TASK ITEM:
Print each record below exactly as it appears.

(Stored items)
Content starts

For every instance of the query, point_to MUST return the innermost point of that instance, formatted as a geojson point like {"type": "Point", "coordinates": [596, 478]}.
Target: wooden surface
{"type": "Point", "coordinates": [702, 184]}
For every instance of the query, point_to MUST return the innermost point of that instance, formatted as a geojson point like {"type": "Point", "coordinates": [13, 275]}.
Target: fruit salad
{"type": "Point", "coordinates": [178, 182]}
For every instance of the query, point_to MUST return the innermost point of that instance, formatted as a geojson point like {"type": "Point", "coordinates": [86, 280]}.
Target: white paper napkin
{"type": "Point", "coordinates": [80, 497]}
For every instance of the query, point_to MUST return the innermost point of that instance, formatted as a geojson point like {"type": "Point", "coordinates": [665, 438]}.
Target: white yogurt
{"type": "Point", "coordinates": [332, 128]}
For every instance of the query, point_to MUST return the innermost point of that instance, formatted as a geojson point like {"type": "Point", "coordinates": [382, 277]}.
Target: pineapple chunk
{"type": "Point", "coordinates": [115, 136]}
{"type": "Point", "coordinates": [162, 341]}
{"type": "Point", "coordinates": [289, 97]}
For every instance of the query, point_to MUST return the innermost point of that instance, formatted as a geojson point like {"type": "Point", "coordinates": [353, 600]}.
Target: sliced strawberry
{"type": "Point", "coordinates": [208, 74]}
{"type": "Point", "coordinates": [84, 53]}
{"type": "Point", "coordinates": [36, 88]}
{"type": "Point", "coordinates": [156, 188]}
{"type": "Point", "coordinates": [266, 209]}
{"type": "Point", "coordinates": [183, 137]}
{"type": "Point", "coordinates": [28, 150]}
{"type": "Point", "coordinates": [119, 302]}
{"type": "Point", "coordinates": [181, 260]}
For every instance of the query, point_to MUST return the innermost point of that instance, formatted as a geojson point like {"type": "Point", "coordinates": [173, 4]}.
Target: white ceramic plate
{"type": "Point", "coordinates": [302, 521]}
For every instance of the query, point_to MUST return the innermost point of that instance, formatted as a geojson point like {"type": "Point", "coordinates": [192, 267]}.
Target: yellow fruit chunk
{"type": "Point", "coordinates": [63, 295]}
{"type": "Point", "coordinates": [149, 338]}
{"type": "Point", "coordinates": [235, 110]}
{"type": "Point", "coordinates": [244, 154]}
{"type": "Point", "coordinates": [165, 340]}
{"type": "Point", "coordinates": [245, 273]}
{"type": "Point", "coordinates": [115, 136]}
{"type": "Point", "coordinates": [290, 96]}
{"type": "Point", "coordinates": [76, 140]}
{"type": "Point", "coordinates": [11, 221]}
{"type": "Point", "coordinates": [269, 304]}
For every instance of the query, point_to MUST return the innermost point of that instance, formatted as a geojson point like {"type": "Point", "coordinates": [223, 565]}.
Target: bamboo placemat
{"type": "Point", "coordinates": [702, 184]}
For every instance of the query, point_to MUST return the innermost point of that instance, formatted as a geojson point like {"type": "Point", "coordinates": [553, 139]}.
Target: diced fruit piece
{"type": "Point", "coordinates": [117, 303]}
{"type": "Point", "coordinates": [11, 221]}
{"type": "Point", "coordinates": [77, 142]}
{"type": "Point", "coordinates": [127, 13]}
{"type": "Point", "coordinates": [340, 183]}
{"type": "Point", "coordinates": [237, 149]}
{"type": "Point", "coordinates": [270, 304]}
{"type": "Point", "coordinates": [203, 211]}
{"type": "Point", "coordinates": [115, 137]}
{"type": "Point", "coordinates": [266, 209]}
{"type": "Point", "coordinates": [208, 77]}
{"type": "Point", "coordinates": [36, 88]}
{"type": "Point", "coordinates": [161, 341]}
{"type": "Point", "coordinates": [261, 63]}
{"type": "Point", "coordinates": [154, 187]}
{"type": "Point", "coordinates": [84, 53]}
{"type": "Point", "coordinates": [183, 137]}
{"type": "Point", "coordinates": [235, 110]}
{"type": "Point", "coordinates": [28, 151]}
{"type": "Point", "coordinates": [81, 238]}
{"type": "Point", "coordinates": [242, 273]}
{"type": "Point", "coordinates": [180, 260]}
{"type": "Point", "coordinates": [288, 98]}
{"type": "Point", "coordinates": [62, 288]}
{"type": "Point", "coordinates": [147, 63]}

Content ends

WORKED SOLUTION:
For every instance of the query, point_to MUST return the innermost point of that instance, formatted as a geojson point like {"type": "Point", "coordinates": [596, 478]}.
Target: wooden surface
{"type": "Point", "coordinates": [702, 184]}
For every instance of the query, point_to MUST return the innermost point of that instance, formatted as a geojson point like {"type": "Point", "coordinates": [13, 275]}.
Target: fruit salad
{"type": "Point", "coordinates": [178, 182]}
For every instance of the query, point_to MUST return the innermost point of that instance, formatted as a geojson point like {"type": "Point", "coordinates": [86, 280]}.
Target: white paper napkin
{"type": "Point", "coordinates": [80, 497]}
For every instance of the query, point_to MUST return the innermost point of that instance, formatted as a geojson point like {"type": "Point", "coordinates": [665, 438]}.
Target: white yogurt
{"type": "Point", "coordinates": [332, 128]}
For every instance of the query, point_to MUST return the innermost point of that instance, formatted as a geojson point like {"type": "Point", "coordinates": [382, 277]}.
Target: pineapple chunk
{"type": "Point", "coordinates": [115, 136]}
{"type": "Point", "coordinates": [162, 341]}
{"type": "Point", "coordinates": [289, 97]}
For every instance of the query, point_to MUST return the innermost point of that instance, formatted as a geojson point like {"type": "Point", "coordinates": [353, 600]}.
Target: sliced strawberry
{"type": "Point", "coordinates": [208, 74]}
{"type": "Point", "coordinates": [84, 53]}
{"type": "Point", "coordinates": [36, 88]}
{"type": "Point", "coordinates": [156, 188]}
{"type": "Point", "coordinates": [266, 209]}
{"type": "Point", "coordinates": [183, 137]}
{"type": "Point", "coordinates": [28, 150]}
{"type": "Point", "coordinates": [119, 302]}
{"type": "Point", "coordinates": [181, 260]}
For every instance of the query, point_to MUST return the innermost point of that instance, formatted as a geojson point like {"type": "Point", "coordinates": [173, 4]}.
Target: white ceramic plate
{"type": "Point", "coordinates": [302, 521]}
For every instance of the query, point_to MUST return the innermost point of that instance, formatted as a geojson point like {"type": "Point", "coordinates": [192, 267]}.
Target: yellow fruit chunk
{"type": "Point", "coordinates": [63, 295]}
{"type": "Point", "coordinates": [149, 338]}
{"type": "Point", "coordinates": [235, 110]}
{"type": "Point", "coordinates": [244, 154]}
{"type": "Point", "coordinates": [165, 340]}
{"type": "Point", "coordinates": [245, 273]}
{"type": "Point", "coordinates": [115, 136]}
{"type": "Point", "coordinates": [290, 96]}
{"type": "Point", "coordinates": [76, 140]}
{"type": "Point", "coordinates": [11, 221]}
{"type": "Point", "coordinates": [269, 304]}
For every instance of the query, point_to MUST return the innermost point of that instance, formatted as a geojson point like {"type": "Point", "coordinates": [223, 565]}.
Target: bamboo placemat
{"type": "Point", "coordinates": [702, 184]}
For every instance of the query, point_to MUST return the innermost point of that instance, formatted as a geojson point like {"type": "Point", "coordinates": [553, 139]}.
Target: diced fruit piece
{"type": "Point", "coordinates": [117, 303]}
{"type": "Point", "coordinates": [11, 221]}
{"type": "Point", "coordinates": [77, 142]}
{"type": "Point", "coordinates": [127, 13]}
{"type": "Point", "coordinates": [340, 183]}
{"type": "Point", "coordinates": [237, 149]}
{"type": "Point", "coordinates": [270, 304]}
{"type": "Point", "coordinates": [203, 211]}
{"type": "Point", "coordinates": [115, 137]}
{"type": "Point", "coordinates": [266, 209]}
{"type": "Point", "coordinates": [208, 77]}
{"type": "Point", "coordinates": [36, 88]}
{"type": "Point", "coordinates": [161, 341]}
{"type": "Point", "coordinates": [261, 63]}
{"type": "Point", "coordinates": [154, 187]}
{"type": "Point", "coordinates": [84, 53]}
{"type": "Point", "coordinates": [183, 137]}
{"type": "Point", "coordinates": [235, 110]}
{"type": "Point", "coordinates": [28, 151]}
{"type": "Point", "coordinates": [81, 238]}
{"type": "Point", "coordinates": [242, 273]}
{"type": "Point", "coordinates": [180, 260]}
{"type": "Point", "coordinates": [288, 98]}
{"type": "Point", "coordinates": [62, 288]}
{"type": "Point", "coordinates": [147, 63]}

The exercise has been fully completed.